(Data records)
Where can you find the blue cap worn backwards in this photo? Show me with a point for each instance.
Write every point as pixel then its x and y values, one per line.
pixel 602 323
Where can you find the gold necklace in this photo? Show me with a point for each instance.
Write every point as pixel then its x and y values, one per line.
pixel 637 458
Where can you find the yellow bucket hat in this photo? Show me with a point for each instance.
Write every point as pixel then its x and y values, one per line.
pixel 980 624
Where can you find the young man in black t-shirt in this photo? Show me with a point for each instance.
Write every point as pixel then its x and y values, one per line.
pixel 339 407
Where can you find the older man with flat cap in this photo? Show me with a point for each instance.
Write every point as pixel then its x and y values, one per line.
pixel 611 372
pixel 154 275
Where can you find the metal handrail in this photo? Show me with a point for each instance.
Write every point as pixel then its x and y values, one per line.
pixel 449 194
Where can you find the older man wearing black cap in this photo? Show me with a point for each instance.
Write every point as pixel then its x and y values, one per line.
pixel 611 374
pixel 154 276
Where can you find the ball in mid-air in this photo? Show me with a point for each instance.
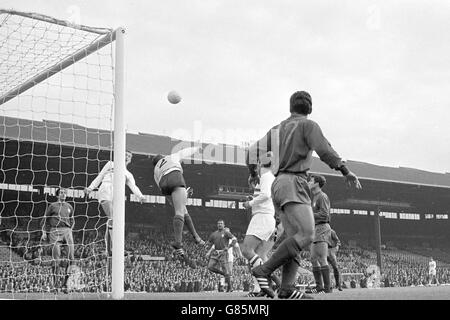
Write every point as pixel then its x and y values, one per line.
pixel 173 97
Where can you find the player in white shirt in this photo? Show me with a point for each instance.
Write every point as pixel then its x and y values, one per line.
pixel 259 238
pixel 168 175
pixel 234 250
pixel 105 192
pixel 432 271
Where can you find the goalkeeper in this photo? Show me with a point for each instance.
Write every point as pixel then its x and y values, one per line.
pixel 57 226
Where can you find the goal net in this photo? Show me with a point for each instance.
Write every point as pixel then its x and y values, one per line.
pixel 58 95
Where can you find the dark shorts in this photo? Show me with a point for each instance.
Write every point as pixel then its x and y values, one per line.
pixel 63 235
pixel 219 260
pixel 171 181
pixel 323 233
pixel 290 188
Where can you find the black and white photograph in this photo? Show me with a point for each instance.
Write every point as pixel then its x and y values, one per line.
pixel 225 155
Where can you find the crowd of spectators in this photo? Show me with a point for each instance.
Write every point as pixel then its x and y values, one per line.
pixel 151 267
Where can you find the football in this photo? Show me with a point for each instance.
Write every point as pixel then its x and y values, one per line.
pixel 173 97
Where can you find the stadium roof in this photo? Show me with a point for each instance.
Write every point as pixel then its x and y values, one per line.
pixel 54 132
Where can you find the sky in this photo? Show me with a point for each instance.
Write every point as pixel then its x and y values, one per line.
pixel 378 71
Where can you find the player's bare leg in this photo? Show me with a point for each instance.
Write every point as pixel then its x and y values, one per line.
pixel 191 227
pixel 179 200
pixel 263 250
pixel 56 255
pixel 71 258
pixel 107 207
pixel 332 260
pixel 321 271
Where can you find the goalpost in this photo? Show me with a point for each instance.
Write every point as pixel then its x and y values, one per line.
pixel 61 119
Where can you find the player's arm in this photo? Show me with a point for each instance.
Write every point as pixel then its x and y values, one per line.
pixel 96 182
pixel 265 194
pixel 317 141
pixel 237 250
pixel 208 253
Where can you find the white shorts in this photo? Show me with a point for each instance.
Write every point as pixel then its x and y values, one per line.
pixel 105 192
pixel 261 226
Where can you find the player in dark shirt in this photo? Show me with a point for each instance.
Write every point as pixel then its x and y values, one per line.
pixel 218 256
pixel 58 223
pixel 292 143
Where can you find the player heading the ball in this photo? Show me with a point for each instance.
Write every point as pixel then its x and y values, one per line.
pixel 168 175
pixel 105 192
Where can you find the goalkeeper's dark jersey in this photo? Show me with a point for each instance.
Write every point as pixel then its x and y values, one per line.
pixel 59 215
pixel 293 142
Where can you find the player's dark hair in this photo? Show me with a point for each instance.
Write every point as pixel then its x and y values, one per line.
pixel 301 102
pixel 319 179
pixel 156 158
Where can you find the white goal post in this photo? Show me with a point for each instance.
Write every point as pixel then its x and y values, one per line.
pixel 56 50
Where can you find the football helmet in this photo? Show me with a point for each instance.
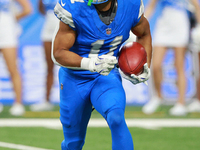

■ **Aim of the exercise**
Report every line of the items above that contains the word "shorts", treating uppercase and lowercase as different.

■ **Exercise response**
Where can you find the dark shorts in this photo? Show me with a point for each instance.
Where can you find the white shorts in this photo? Show me with a point for each instance.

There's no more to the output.